◆ TASK GOAL ◆
Would you please set down the lines of the data from the one containing "of the metal" to the final line, exactly and only those?

■ ■ ■ ■ ■

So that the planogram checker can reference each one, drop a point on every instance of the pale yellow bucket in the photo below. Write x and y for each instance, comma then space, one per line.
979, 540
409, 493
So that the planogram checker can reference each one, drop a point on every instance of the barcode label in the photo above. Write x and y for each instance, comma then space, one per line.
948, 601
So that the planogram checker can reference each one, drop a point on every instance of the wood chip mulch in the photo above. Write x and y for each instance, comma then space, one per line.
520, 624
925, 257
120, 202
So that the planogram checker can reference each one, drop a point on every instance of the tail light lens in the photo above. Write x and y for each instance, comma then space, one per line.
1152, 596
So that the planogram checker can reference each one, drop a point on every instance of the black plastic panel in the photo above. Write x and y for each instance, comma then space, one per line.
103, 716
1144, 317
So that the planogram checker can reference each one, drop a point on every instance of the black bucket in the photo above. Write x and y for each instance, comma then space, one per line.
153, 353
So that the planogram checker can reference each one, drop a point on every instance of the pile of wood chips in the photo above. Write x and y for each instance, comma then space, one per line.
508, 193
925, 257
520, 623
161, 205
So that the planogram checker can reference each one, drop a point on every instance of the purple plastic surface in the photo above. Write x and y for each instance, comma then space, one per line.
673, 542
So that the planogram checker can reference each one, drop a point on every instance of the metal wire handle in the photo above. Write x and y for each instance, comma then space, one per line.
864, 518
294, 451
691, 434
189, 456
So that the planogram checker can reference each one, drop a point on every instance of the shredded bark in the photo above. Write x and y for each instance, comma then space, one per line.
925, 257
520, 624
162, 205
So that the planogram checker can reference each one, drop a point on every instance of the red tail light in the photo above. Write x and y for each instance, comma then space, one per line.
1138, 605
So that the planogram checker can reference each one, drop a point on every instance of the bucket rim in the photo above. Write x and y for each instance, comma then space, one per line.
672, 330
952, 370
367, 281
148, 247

■ ■ ■ ■ ■

◆ SOLUTION BELOW ◆
So that the planogram checker can reference each one, drop a point on every instance of the metal wire handle in the photo above. Write x and y for each instance, comma then space, one per line.
864, 518
294, 451
691, 434
189, 456
So that the planogram checker can reference each one, drop a point on every instance of the shredded bark in the photo above. Write x and y for each instance, comma then space, one per line.
925, 257
520, 624
162, 205
So that the planogram checker can reference each one, drop a point on every instance of the red tail light in the photo above. Write x and y for each instance, comma then space, one per line.
1138, 605
So that the planogram checker can reference each one, drop a point on every instance of the bucket rim in the photo above. Write x and y for each instance, comma then space, one per line.
672, 330
952, 370
367, 281
148, 247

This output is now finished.